抽出テキスト:
SAP社が提供するERPシステムについても「SAP」と呼称されることから、SAPというのは会社名よりもSAP社のERPシステムの一つとして捉えられることもあります。
「System Analysis Program Development」の頭文字から名付けられたこのシステムは、企業の様々な業務プロセスを一元化し、データ管理の効率を向上させることを目的としています。
とくに、財務、人事、在庫管理などの領域において、SAP社のERPシステムは多くの企業で活用されています。

ERPとは

ERP(Enterprise Resource Planning)とは、企業のヒト・モノ・カネ・情報といった経営資源を統合的に管理し、業務の効率化を図るためのシステムを指します。
従来、企業の各部門は独自のシステムを使用しており、データが分散していたため、部門間での情報共有が困難でした。ERPの最適化されたシステムではこの問題を解決し、全社的な視点でのデータ統合が可能になります。
ERPによって、各部門が同じプラットフォーム上で作業でき、業務効率が向上し、経営判断の迅速化を図ることができるでしょう。

抜粋データ:
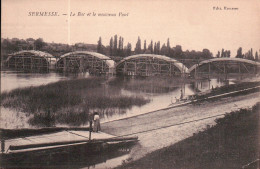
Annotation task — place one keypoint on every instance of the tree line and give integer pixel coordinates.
(116, 48)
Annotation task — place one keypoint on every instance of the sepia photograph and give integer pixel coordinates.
(140, 84)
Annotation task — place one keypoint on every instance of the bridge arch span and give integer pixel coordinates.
(31, 60)
(149, 65)
(85, 61)
(224, 62)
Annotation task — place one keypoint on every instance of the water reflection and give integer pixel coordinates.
(160, 91)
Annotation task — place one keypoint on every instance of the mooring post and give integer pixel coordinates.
(2, 145)
(90, 129)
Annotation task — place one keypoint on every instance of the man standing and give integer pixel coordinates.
(96, 126)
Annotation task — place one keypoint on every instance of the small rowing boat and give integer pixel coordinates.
(28, 149)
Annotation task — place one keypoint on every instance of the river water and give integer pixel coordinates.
(161, 92)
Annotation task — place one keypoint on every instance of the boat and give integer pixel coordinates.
(32, 147)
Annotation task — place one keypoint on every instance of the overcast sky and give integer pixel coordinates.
(192, 24)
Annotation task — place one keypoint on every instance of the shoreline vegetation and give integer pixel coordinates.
(69, 102)
(232, 143)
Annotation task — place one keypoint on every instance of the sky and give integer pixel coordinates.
(194, 25)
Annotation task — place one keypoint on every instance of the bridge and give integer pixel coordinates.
(224, 66)
(136, 65)
(85, 61)
(31, 60)
(150, 65)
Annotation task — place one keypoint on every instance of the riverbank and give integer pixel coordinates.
(69, 102)
(232, 143)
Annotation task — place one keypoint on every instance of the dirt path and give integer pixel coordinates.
(156, 139)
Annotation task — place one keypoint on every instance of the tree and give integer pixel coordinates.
(138, 46)
(99, 47)
(158, 47)
(144, 45)
(111, 46)
(155, 48)
(168, 47)
(39, 43)
(228, 54)
(239, 53)
(178, 50)
(129, 49)
(218, 54)
(164, 50)
(206, 53)
(151, 47)
(222, 53)
(119, 46)
(115, 45)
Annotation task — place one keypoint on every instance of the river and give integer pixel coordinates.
(161, 92)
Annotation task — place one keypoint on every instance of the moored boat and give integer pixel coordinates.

作業指示:
1. 抽出テキストについて、次の問いに答えてください。
(a) SAPという名称は、何の頭文字から名付けられましたか。
(b) SAP社のERPシステムが多くの企業で活用されている領域として、どれが挙げられていますか。
(c) ERPは何の略ですか。
2. 抽出テキストで、ERPが統合的に管理する経営資源として挙げられているものは何ですか。すべて答えてください。
データはここでは一切使いません。

各設問の解答:
1.
(a) 「System Analysis Program Development」
(b) 財務、人事、在庫管理
(c) Enterprise Resource Planning

2. ヒト、モノ、カネ、情報